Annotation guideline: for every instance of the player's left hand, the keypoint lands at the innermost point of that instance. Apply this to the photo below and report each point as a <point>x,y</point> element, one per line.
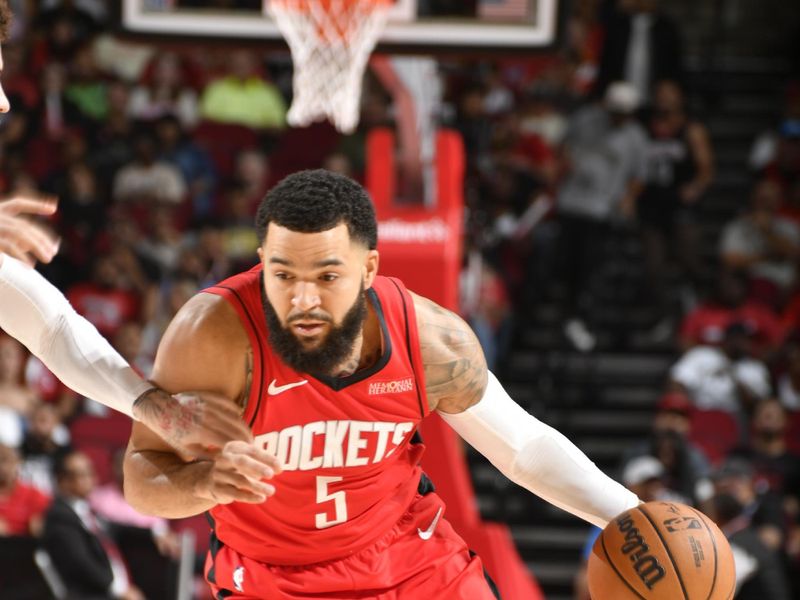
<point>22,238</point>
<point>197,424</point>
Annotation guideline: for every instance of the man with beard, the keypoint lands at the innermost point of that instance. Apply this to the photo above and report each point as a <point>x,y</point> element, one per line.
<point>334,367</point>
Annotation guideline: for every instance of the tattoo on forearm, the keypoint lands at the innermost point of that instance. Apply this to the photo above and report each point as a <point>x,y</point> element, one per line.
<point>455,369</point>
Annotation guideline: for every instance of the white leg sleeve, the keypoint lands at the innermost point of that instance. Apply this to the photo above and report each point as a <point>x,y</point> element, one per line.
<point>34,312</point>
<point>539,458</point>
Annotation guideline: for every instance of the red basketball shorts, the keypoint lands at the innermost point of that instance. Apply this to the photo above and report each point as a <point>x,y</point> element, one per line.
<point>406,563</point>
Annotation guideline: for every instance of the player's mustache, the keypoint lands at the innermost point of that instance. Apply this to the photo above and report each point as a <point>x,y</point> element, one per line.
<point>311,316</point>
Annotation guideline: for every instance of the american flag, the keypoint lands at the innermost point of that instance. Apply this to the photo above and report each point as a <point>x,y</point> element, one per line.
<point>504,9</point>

____

PROBLEM TO SOLVE> Set down each entry again exactly as written. Pictures stay out.

SOLUTION TO THE EXERCISE>
Annotation guideline: for every instance of the player's left hand, the keypoint lands at the innermost point of that instance. Apply this to the photo below and report each point as a <point>x,y</point> element, one per line.
<point>22,238</point>
<point>197,424</point>
Annotation guideline: for every instance of the man with beard, the keypoint lands at the innermost point of that instance. Apply this to the photo above and report each point as a <point>x,y</point> element, one per line.
<point>334,367</point>
Annotation guideline: for every instance of the tattoo on forearm, the keypoint lands at the innermost point of that instance. Apply this to the photo above and report each point as a <point>x,y</point> element, one per line.
<point>455,369</point>
Annotation guideline: for every instance of the white leg sleeve, the keypoint lands at the innermost point of that instance. Apply this to the photo above and report each point as a <point>x,y</point> element, one per line.
<point>34,312</point>
<point>539,458</point>
Annotation guideline: for every instance of the red basketball shorts, the keypoint lands at the innermost point of that instance. Apply this to the photo above and report each point as a <point>x,y</point> element, one per line.
<point>406,563</point>
Annotation guideline: for every instance of the player's mustache, the keypoint lands at the innermost point of that instance. Apply this to the photo above and report each point as a <point>x,y</point> element, one per line.
<point>311,316</point>
Annotation guideline: for every instance of the american flag, the keypoint lands at the innermost point of that instance. Apply this to the photo above and report each point as a <point>x,y</point> element, one per line.
<point>504,9</point>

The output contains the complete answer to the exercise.